**YOUR GOAL**:
Rewrite the data below with every "put a marker on" swapped for "place a dot on", and keep everything else the same.

**RECORDS**:

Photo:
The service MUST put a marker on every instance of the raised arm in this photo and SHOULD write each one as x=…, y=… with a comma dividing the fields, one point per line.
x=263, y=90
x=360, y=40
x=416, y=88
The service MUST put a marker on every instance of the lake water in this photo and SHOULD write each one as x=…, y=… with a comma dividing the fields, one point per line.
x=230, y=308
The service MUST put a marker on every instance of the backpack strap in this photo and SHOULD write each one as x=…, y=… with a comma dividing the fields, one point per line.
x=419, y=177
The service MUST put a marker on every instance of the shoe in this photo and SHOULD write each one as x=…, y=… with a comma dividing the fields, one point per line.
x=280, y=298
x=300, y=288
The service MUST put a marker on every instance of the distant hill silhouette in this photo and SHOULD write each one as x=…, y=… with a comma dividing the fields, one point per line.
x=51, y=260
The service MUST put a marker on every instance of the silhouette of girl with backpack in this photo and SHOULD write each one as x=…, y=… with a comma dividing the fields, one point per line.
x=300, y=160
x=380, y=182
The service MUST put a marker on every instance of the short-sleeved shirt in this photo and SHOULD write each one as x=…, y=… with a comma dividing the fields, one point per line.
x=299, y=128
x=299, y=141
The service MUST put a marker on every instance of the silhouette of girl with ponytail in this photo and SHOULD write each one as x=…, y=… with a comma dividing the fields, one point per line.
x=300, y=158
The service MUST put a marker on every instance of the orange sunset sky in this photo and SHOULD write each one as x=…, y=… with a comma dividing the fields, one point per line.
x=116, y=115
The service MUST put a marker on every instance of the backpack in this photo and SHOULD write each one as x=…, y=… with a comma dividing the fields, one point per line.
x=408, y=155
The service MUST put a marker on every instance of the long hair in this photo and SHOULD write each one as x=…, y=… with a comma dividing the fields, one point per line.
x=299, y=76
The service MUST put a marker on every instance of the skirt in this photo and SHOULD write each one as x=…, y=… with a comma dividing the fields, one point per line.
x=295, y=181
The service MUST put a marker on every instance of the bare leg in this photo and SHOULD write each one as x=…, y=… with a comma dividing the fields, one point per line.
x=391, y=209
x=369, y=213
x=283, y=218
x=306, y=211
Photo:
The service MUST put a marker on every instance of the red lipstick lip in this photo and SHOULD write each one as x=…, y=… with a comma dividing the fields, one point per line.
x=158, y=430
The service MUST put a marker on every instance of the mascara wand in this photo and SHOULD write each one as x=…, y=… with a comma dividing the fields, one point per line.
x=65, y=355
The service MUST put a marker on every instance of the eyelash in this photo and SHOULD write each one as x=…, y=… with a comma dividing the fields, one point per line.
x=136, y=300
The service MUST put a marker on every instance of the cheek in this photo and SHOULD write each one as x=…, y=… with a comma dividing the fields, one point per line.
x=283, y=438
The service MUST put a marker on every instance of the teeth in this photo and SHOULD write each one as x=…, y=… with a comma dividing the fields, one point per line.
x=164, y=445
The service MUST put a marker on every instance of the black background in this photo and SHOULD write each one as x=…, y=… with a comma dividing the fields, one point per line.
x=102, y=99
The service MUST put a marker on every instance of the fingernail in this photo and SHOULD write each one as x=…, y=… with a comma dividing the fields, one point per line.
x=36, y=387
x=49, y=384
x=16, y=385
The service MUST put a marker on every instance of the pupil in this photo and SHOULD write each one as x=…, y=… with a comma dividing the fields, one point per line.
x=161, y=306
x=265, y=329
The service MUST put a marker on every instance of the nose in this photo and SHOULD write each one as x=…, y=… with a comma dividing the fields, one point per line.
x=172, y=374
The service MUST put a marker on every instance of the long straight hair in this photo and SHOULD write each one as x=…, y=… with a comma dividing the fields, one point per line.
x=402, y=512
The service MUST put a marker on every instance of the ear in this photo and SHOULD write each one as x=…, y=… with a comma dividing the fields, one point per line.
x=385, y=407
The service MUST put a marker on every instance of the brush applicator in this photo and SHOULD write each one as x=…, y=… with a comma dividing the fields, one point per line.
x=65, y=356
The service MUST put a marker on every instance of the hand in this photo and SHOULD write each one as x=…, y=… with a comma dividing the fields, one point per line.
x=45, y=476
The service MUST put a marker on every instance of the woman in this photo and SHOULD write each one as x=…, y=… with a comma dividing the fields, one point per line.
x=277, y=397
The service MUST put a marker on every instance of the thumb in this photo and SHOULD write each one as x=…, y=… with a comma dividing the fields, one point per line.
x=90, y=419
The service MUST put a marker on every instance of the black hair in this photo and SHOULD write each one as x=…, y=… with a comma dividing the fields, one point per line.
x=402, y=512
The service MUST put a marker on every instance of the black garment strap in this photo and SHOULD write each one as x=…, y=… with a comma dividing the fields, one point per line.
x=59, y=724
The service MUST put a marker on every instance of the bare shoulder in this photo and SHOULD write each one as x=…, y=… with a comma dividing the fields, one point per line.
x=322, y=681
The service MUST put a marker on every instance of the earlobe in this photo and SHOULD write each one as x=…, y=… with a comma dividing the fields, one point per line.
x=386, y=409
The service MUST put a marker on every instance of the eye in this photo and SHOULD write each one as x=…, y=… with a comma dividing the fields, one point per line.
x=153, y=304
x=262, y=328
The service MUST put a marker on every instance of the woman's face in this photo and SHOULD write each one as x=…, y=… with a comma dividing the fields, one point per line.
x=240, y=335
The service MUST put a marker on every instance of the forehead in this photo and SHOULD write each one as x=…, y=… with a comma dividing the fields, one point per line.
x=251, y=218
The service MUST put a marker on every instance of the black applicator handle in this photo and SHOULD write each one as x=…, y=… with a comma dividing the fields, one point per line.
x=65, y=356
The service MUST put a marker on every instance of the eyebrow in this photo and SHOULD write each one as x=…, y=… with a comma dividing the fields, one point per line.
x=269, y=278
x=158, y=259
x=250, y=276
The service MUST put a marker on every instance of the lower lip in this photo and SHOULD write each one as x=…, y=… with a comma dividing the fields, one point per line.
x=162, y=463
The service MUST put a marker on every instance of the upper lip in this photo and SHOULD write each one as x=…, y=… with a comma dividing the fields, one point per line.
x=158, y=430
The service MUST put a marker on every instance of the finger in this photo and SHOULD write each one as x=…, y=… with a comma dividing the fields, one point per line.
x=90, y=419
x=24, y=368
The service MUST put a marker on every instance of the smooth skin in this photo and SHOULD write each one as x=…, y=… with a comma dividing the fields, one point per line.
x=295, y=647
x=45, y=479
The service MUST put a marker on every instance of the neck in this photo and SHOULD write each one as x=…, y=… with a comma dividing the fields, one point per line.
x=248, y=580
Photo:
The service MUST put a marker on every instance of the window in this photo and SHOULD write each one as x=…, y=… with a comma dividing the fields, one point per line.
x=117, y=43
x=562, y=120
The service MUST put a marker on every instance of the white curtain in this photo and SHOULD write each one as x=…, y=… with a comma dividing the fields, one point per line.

**TASK RESPONSE**:
Photo:
The service MUST place a dot on every instance of the raised arm in this photo and SHOULD write each one as x=…, y=… with a comma dividing the fields, one point per line.
x=263, y=90
x=360, y=40
x=416, y=88
The service MUST place a dot on every instance of the lake water in this photo and SHOULD write each one as x=…, y=… with a comma dividing the fields, one point per line.
x=230, y=308
The service MUST place a dot on every instance of the backpack strap in this photo and SHOULD write each one as x=…, y=… with a comma dividing the fields, one point per line.
x=419, y=177
The service MUST place a dot on every instance of the shoe in this photo and SHOULD write each one as x=…, y=… with a comma dividing the fields, one point per line.
x=280, y=298
x=300, y=288
The service MUST place a dot on every instance of the distant hill silhouette in this photo and SHOULD write each one as x=…, y=… with a comma dividing the fields, one point per line.
x=51, y=260
The service MUST place a dot on every instance of the silhouette of girl with backpack in this photo and SHOULD write each one as x=…, y=… with a comma dividing the fields, one point per line.
x=300, y=160
x=380, y=182
The service MUST place a dot on every instance of the short-sleeved shirt in this photo and SHOULD write each one as x=…, y=… with a comma dividing the fields, one point per line.
x=299, y=128
x=299, y=141
The service MUST place a dot on every instance of the silhouette of girl with ponytail in this photo and SHOULD write each one as x=…, y=… with a comma dividing the fields, one point per line.
x=300, y=158
The service MUST place a dot on every instance of the orange sunset sky in this photo and SHOULD write each one as x=…, y=… with a comma dividing the fields, one point per line.
x=116, y=115
The service MUST place a dot on every instance of the backpack in this photo and SHOULD write each one as x=…, y=… with a comma dividing the fields, one point per line.
x=408, y=155
The service MUST place a dot on every instance of the long hair in this photo and SHOULD write each one as x=…, y=… with a comma dividing the fields, one point per line.
x=299, y=76
The service MUST place a dot on every instance of the skirt in this photo and SHOULD write each one as x=…, y=… with a comma dividing the fields, one point per line.
x=295, y=181
The service MUST place a dot on every instance of the bare leg in this photo and SHOULD write each one as x=…, y=… with a comma dividing the fields, one point per line.
x=391, y=209
x=369, y=213
x=283, y=218
x=306, y=211
Photo:
The service MUST place a dot on every instance of the red lipstick lip in this photo and SHOULD write each one as x=…, y=… with a comma dividing the fields, one point per line.
x=158, y=430
The service MUST place a dot on every instance of the mascara wand in this photo and SHOULD write each one as x=…, y=… with a comma dividing the fields, one point per line.
x=65, y=355
The service MUST place a dot on every instance of the eyelash in this photo and SHOULD write each one as x=…, y=… with a comma dividing the fields, one point per line.
x=136, y=300
The service MUST place a dot on every instance of the cheek in this photo and SHOULD write each one as x=…, y=… with a comma dividing the fields, one point per line.
x=283, y=438
The service MUST place a dot on every instance of the teeth in this photo and SHOULD write each one as x=…, y=… with a comma dividing the fields, one point per line.
x=164, y=445
The service MUST place a dot on every instance of the black background in this photo and SHOULD write each one as x=…, y=… with a comma dividing the fields, one point per line.
x=102, y=99
The service MUST place a dot on every instance of the fingernail in this photo and SHOULD write each one as x=…, y=… with a comma dividing the fields, one point per line.
x=36, y=387
x=49, y=384
x=16, y=385
The service MUST place a dot on every instance of the pupil in this photo and SHOULD write each one as x=…, y=… with a comma dividing the fields, one point per line.
x=161, y=306
x=265, y=329
The service MUST place a dot on every instance of the nose in this photo and SHOULD write each one as x=…, y=… with a comma dividing the fields, one point per line.
x=172, y=374
The service MUST place a dot on every instance of the long straight hair in this photo and SHOULD write each one as x=…, y=… with a comma dividing the fields, one point per line.
x=402, y=512
The service MUST place a dot on every instance of the ear in this photo and SHOULD write each one as x=…, y=… with a comma dividing the fields, one point per line.
x=385, y=407
The service MUST place a dot on every instance of the brush applicator in this photo and SHOULD write each one as x=…, y=… with a comma dividing the fields, one point per line.
x=65, y=356
The service MUST place a dot on every instance of the hand in this photo and SHOULD write each one as x=…, y=… with a comma dividing the fields, one point per line.
x=45, y=476
The service MUST place a dot on every instance of the woman in this photo and SHOULD write each one as x=…, y=… with a comma dividing the fields, one point per line.
x=277, y=397
The service MUST place a dot on every instance of the thumb in this photo and SHOULD write each one as x=…, y=… with a comma dividing the fields, one point per line.
x=90, y=419
The service MUST place a dot on every instance of the black hair in this photo and SHOULD write each one as x=…, y=… with a comma dividing the fields, one point per line.
x=402, y=512
The service MUST place a dot on every instance of the black garment strap in this photo and SHOULD write each one as x=…, y=… with a comma dividing the fields, one point per line.
x=59, y=724
The service MUST place a dot on every instance of the bare shoulder in this photo and SHOULD write each one as x=…, y=… with a comma dividing the fields, one point per line.
x=322, y=681
The service MUST place a dot on every instance of the earlobe in this photo and SHOULD write each one as x=…, y=… with a comma dividing the fields, one point per line.
x=386, y=409
The service MUST place a dot on every instance of the eye in this photo and SHOULD write each one as x=…, y=… with a comma dividing the fields, one point per line.
x=153, y=304
x=262, y=328
The service MUST place a dot on every instance of the woman's face in this photo and SHOULD write each one as x=…, y=… with a comma dividing the fields, one point per line.
x=240, y=335
The service MUST place a dot on every instance of the forehead in this photo and SHOULD write each one as x=…, y=… with a comma dividing the fields, one point per line.
x=251, y=218
The service MUST place a dot on every instance of the black applicator handle in this photo and SHOULD write each one as x=…, y=… with a comma dividing the fields, one point per line.
x=65, y=356
The service MUST place a dot on every instance of the eyebrow in this photo and SHOULD write each one as x=…, y=… with a comma dividing the fields, one point per line.
x=269, y=278
x=158, y=259
x=250, y=276
The service MUST place a dot on every instance of the lower lip in this photo and SHOULD write each one as x=…, y=… with a comma dividing the fields, one point per line.
x=162, y=463
The service MUST place a dot on every instance of the upper lip in this photo and SHOULD write each one as x=…, y=… with a comma dividing the fields, one point per line.
x=158, y=430
The service MUST place a dot on every instance of the finger in this photo and SHOULD write each one as x=…, y=… with a comma dividing the fields, one point per line.
x=90, y=419
x=24, y=368
The service MUST place a dot on every instance of the smooth skin in this photo and SHOULD write each one as x=…, y=… with a comma dividing the fields, one point per line.
x=295, y=647
x=45, y=479
The service MUST place a dot on every instance of the neck in this photo and SHOULD write each one as x=…, y=… with a comma dividing the fields, one point per line.
x=248, y=580
Photo:
The service MUST place a dot on every instance of the window in this photo and SHOULD write each one as x=…, y=… with a comma dividing the fields, one point per line.
x=117, y=43
x=562, y=120
The service MUST place a dot on every instance of the white curtain in this photo and SHOULD write each one as x=…, y=… with a comma dividing the fields, one point per line.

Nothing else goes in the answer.